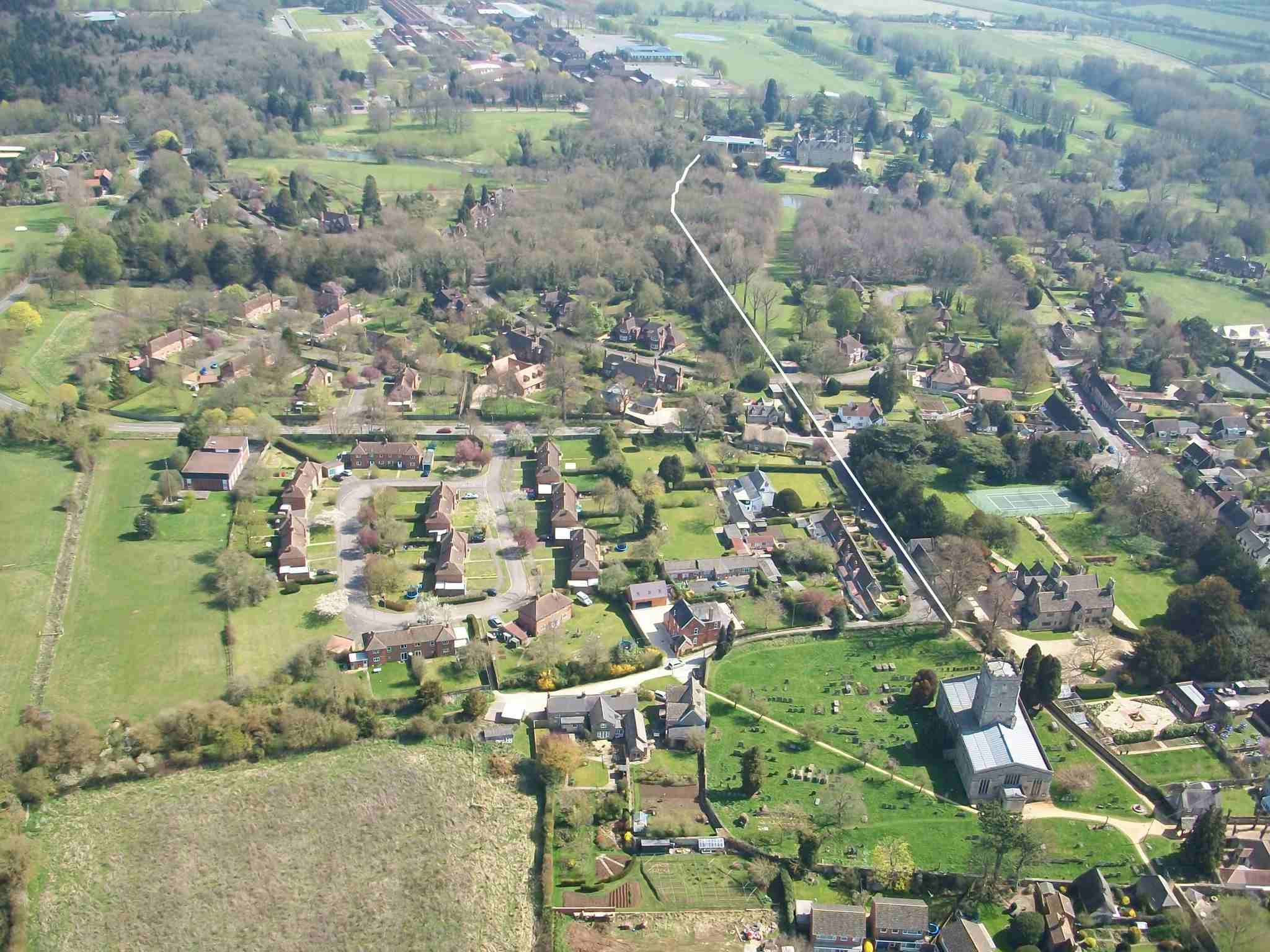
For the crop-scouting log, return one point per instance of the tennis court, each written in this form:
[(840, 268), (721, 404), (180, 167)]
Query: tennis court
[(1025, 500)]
★ ★ ★ ★ ★ ★ ★
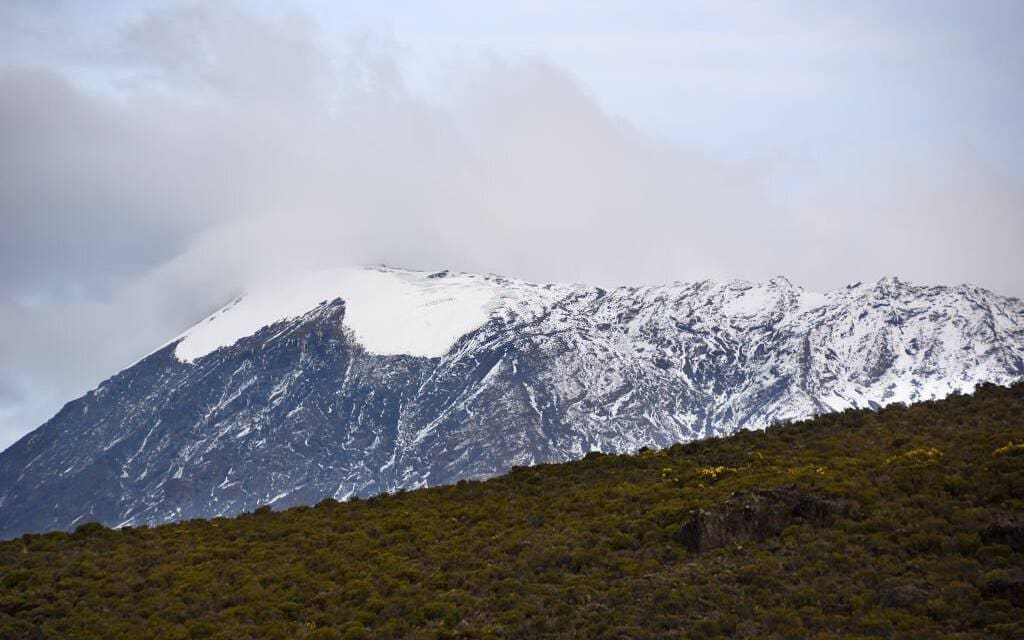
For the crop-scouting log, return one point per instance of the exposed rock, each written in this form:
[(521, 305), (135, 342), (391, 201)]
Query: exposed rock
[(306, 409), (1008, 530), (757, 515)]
★ ★ ★ ★ ★ ★ ★
• **Exercise directions**: Could you restate the entries above from the line with "of the tennis" to the line with "[(1025, 500)]", substituting "site survey log" for "crop-scouting log" and leaving everything else unchanged?

• **In response**:
For the site survey log, return one point per instance of the tennis court, each written in this form:
[(840, 268), (721, 404), (180, 167)]
Query: tennis court
[(1025, 500)]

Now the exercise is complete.